▶ [THE PROBLEM] Output, with no changes, the span of lines that opens with the line containing "target: hillside" and closes with the last line.
===============
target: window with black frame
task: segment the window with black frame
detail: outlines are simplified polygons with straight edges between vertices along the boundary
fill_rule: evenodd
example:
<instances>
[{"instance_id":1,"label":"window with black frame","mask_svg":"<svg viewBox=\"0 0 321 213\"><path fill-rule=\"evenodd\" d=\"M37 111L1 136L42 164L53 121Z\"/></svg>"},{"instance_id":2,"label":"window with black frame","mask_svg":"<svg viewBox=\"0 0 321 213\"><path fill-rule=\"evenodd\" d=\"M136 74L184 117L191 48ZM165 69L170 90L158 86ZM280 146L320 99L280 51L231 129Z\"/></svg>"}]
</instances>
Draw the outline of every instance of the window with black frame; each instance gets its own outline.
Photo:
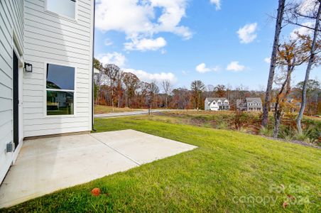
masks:
<instances>
[{"instance_id":1,"label":"window with black frame","mask_svg":"<svg viewBox=\"0 0 321 213\"><path fill-rule=\"evenodd\" d=\"M46 0L47 10L76 18L76 0Z\"/></svg>"},{"instance_id":2,"label":"window with black frame","mask_svg":"<svg viewBox=\"0 0 321 213\"><path fill-rule=\"evenodd\" d=\"M74 114L75 67L47 64L47 115Z\"/></svg>"}]
</instances>

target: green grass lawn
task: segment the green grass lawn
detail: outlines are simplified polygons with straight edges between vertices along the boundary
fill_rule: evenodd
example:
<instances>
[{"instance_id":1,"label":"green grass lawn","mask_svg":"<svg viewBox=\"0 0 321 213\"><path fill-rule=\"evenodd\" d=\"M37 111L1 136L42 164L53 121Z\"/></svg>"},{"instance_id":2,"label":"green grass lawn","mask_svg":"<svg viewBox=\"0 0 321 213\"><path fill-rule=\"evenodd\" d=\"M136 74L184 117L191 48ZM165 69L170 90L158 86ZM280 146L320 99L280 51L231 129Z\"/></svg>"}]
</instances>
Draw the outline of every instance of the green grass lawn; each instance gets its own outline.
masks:
<instances>
[{"instance_id":1,"label":"green grass lawn","mask_svg":"<svg viewBox=\"0 0 321 213\"><path fill-rule=\"evenodd\" d=\"M153 121L147 116L96 119L95 128L131 129L199 148L2 211L321 211L320 149L236 131ZM94 187L105 195L93 197ZM288 204L283 208L285 202Z\"/></svg>"}]
</instances>

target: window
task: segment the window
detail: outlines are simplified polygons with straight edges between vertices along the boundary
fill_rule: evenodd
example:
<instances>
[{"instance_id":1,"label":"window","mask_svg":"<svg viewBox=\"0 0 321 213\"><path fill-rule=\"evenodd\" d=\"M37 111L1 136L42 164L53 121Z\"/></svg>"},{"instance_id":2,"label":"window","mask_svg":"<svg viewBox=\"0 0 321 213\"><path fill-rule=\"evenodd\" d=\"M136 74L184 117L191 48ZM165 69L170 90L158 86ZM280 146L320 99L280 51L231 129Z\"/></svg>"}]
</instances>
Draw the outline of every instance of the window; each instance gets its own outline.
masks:
<instances>
[{"instance_id":1,"label":"window","mask_svg":"<svg viewBox=\"0 0 321 213\"><path fill-rule=\"evenodd\" d=\"M47 115L74 114L75 67L47 64Z\"/></svg>"},{"instance_id":2,"label":"window","mask_svg":"<svg viewBox=\"0 0 321 213\"><path fill-rule=\"evenodd\" d=\"M46 2L47 10L76 18L76 0L47 0Z\"/></svg>"}]
</instances>

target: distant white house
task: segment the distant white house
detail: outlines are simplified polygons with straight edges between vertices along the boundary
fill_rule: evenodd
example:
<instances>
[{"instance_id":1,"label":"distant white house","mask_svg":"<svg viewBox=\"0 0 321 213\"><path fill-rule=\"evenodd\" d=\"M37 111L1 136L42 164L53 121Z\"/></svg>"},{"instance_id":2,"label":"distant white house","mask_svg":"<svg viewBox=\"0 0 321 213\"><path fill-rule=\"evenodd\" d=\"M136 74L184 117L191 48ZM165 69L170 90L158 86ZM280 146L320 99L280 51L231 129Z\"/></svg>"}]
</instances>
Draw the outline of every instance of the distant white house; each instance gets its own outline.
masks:
<instances>
[{"instance_id":1,"label":"distant white house","mask_svg":"<svg viewBox=\"0 0 321 213\"><path fill-rule=\"evenodd\" d=\"M236 109L239 111L262 111L262 100L259 97L247 97L236 100Z\"/></svg>"},{"instance_id":2,"label":"distant white house","mask_svg":"<svg viewBox=\"0 0 321 213\"><path fill-rule=\"evenodd\" d=\"M229 110L229 102L227 98L206 98L205 109L211 111Z\"/></svg>"},{"instance_id":3,"label":"distant white house","mask_svg":"<svg viewBox=\"0 0 321 213\"><path fill-rule=\"evenodd\" d=\"M0 1L0 183L23 138L92 130L94 4Z\"/></svg>"}]
</instances>

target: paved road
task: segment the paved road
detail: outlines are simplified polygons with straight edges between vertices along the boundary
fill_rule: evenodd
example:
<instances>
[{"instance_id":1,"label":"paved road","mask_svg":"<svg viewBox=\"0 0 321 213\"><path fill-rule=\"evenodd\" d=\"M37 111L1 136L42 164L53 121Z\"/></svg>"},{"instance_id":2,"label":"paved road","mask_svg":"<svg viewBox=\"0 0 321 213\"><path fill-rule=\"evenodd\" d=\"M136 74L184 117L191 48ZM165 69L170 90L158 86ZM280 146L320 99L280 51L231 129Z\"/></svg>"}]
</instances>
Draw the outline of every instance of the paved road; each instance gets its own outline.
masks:
<instances>
[{"instance_id":1,"label":"paved road","mask_svg":"<svg viewBox=\"0 0 321 213\"><path fill-rule=\"evenodd\" d=\"M155 112L168 111L173 111L173 110L177 110L177 109L152 109L151 113L153 114ZM111 113L108 113L108 114L97 114L94 115L94 117L95 118L114 118L114 117L129 116L147 114L148 114L148 110L143 109L142 111L111 112Z\"/></svg>"}]
</instances>

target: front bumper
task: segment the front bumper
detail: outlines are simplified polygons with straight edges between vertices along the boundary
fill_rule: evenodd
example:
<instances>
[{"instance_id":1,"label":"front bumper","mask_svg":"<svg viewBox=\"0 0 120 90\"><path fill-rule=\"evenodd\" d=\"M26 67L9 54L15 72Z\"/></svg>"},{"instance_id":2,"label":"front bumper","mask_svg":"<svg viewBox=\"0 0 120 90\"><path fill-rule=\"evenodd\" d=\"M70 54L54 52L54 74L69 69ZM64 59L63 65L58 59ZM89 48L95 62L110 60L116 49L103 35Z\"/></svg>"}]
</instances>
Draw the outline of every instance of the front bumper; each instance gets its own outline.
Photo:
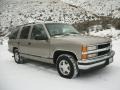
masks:
<instances>
[{"instance_id":1,"label":"front bumper","mask_svg":"<svg viewBox=\"0 0 120 90\"><path fill-rule=\"evenodd\" d=\"M113 56L114 56L115 52L111 51L108 55L102 56L102 57L98 57L95 59L89 59L89 60L79 60L77 62L78 64L78 68L81 70L88 70L100 65L108 65L110 63L113 62Z\"/></svg>"}]
</instances>

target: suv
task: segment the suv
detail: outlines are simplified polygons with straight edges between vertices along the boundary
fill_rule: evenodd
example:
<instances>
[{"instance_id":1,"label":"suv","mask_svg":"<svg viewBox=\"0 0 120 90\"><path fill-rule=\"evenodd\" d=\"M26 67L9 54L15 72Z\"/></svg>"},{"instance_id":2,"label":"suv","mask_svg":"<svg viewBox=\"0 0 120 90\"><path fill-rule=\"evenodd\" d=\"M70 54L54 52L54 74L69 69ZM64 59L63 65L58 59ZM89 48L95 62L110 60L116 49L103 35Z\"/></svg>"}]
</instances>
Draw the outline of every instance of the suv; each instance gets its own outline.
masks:
<instances>
[{"instance_id":1,"label":"suv","mask_svg":"<svg viewBox=\"0 0 120 90\"><path fill-rule=\"evenodd\" d=\"M80 70L106 66L113 61L111 39L81 35L65 23L31 23L17 26L9 35L9 51L15 62L25 58L55 64L64 78Z\"/></svg>"}]
</instances>

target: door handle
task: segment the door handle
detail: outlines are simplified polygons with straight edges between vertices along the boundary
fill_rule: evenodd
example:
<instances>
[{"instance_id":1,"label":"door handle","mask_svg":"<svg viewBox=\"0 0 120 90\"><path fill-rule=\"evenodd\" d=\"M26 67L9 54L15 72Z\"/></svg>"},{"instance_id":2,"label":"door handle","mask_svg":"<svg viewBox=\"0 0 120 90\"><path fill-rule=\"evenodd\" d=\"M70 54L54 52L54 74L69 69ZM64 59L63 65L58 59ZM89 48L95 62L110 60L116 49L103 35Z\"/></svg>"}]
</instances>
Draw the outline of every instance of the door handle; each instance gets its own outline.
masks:
<instances>
[{"instance_id":1,"label":"door handle","mask_svg":"<svg viewBox=\"0 0 120 90\"><path fill-rule=\"evenodd\" d=\"M28 45L31 45L31 42L28 42Z\"/></svg>"},{"instance_id":2,"label":"door handle","mask_svg":"<svg viewBox=\"0 0 120 90\"><path fill-rule=\"evenodd\" d=\"M18 42L18 45L20 44L20 42Z\"/></svg>"}]
</instances>

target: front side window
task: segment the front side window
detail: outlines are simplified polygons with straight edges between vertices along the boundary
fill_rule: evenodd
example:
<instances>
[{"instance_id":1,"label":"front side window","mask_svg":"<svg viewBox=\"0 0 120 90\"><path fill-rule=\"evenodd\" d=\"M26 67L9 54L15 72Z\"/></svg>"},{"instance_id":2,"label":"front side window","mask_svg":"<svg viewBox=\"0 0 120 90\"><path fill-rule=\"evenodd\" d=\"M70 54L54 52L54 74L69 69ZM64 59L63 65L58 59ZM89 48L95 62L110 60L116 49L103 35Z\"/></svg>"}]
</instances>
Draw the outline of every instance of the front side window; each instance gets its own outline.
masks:
<instances>
[{"instance_id":1,"label":"front side window","mask_svg":"<svg viewBox=\"0 0 120 90\"><path fill-rule=\"evenodd\" d=\"M27 39L30 31L30 26L23 27L20 35L20 39Z\"/></svg>"},{"instance_id":2,"label":"front side window","mask_svg":"<svg viewBox=\"0 0 120 90\"><path fill-rule=\"evenodd\" d=\"M42 40L45 37L47 37L47 35L43 25L41 24L34 25L31 33L31 39Z\"/></svg>"},{"instance_id":3,"label":"front side window","mask_svg":"<svg viewBox=\"0 0 120 90\"><path fill-rule=\"evenodd\" d=\"M47 23L45 24L50 36L79 34L79 32L69 24Z\"/></svg>"}]
</instances>

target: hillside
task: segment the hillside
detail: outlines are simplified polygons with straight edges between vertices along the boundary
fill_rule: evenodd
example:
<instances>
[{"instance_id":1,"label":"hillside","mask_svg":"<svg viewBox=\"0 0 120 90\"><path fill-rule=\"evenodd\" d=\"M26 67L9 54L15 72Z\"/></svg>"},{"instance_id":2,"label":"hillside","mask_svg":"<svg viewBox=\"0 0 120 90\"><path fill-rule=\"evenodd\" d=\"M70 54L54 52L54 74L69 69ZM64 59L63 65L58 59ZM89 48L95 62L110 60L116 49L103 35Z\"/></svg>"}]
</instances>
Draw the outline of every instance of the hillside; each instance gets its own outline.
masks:
<instances>
[{"instance_id":1,"label":"hillside","mask_svg":"<svg viewBox=\"0 0 120 90\"><path fill-rule=\"evenodd\" d=\"M62 21L74 23L95 16L82 8L58 0L2 0L0 26L9 27L33 21ZM89 18L91 17L91 18Z\"/></svg>"},{"instance_id":2,"label":"hillside","mask_svg":"<svg viewBox=\"0 0 120 90\"><path fill-rule=\"evenodd\" d=\"M120 17L120 0L62 0L102 16Z\"/></svg>"}]
</instances>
===============
▶ [RIGHT ANSWER]
target: hillside
task: segment the hillside
detail: outlines are simplified polygons with straight edges between vertices along the boundary
fill_rule: evenodd
example:
<instances>
[{"instance_id":1,"label":"hillside","mask_svg":"<svg viewBox=\"0 0 120 90\"><path fill-rule=\"evenodd\" d=\"M26 67L9 54L15 72Z\"/></svg>"},{"instance_id":2,"label":"hillside","mask_svg":"<svg viewBox=\"0 0 120 90\"><path fill-rule=\"evenodd\" d=\"M70 54L54 52L54 74L69 69ZM64 59L63 65L58 59ZM89 48L95 62L110 60L116 49L103 35Z\"/></svg>"}]
</instances>
Draw the outline of every instance of the hillside; each instance gets its own outline.
masks:
<instances>
[{"instance_id":1,"label":"hillside","mask_svg":"<svg viewBox=\"0 0 120 90\"><path fill-rule=\"evenodd\" d=\"M62 21L74 23L95 16L82 8L58 0L2 0L0 26L9 27L33 21ZM89 18L91 17L91 18Z\"/></svg>"},{"instance_id":2,"label":"hillside","mask_svg":"<svg viewBox=\"0 0 120 90\"><path fill-rule=\"evenodd\" d=\"M120 17L120 0L62 0L102 16Z\"/></svg>"}]
</instances>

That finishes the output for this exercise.